Selected text:
--------

The commands and exhortations in the Word of God to be holy, or to live holy, all deal with our progressive sanctification.  To live holy should be the desire of every believer.  Here is where we need to be careful.  Does this mean God wants us to follow a list of rules?  Or, does the Lord have something else in mind?  These questions underscore the importance of understanding what God expects from us now that we are saved.

One key component of our progressive sanctification is that our growth in Christ must be based on truth, not on man’s version of truth but the truth of God’s Word.  In His prayer to God the Father Jesus stated, “Sanctify them by Your truth. Your word is truth” (John 17:17).[3] Left on our own, there is no way for us to be able to know how God expects us to live.  This is where the written revelation of God comes in.  Out of His love, God wrote it all down for us.  The Apostle Paul instructs us, “And do not be conformed to this world, but be transformed by the renewing of your mind, that you may prove what is that good and acceptable and perfect will of God” (Rom. 12:2).  Instead of allowing ourselves to be molded by the world we are to be transformed by the truth of God’s Word.  Remember, progressive sanctification, “involves separation unto God from the world, the evil one who controls it, and the lies that He promotes that the world believes.”[4] The only way to know God’s truth is by renewing our minds with His Word.

--------

Given request A: According to the passage on sanctification, what must our growth in Christ be based on?
Given request B: Please reproduce the passage on sanctification word for word between "The commands and" and "we are saved.", inclusive.
These records come from a separate source.

Excerpts of bounding box data:
--------

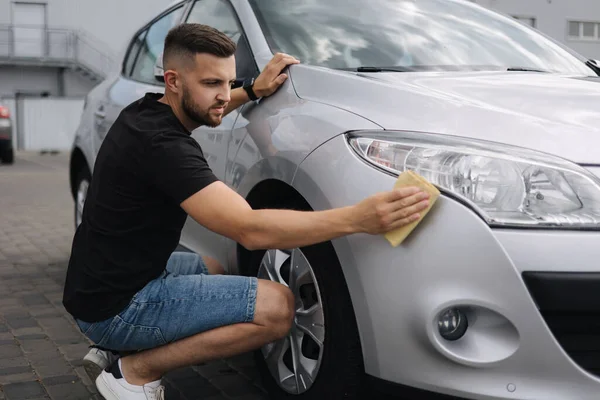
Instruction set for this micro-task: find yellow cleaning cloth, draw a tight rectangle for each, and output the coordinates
[384,171,440,247]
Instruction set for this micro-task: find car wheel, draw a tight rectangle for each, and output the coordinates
[75,168,92,229]
[0,149,15,164]
[251,243,364,399]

--------

Worked answer A: It must be based on the truth of God's Word, not on man's version of truth.

Worked answer B:
The commands and exhortations in the Word of God to be holy, or to live holy, all deal with our progressive sanctification.  To live holy should be the desire of every believer.  Here is where we need to be careful.  Does this mean God wants us to follow a list of rules?  Or, does the Lord have something else in mind?  These questions underscore the importance of understanding what God expects from us now that we are saved.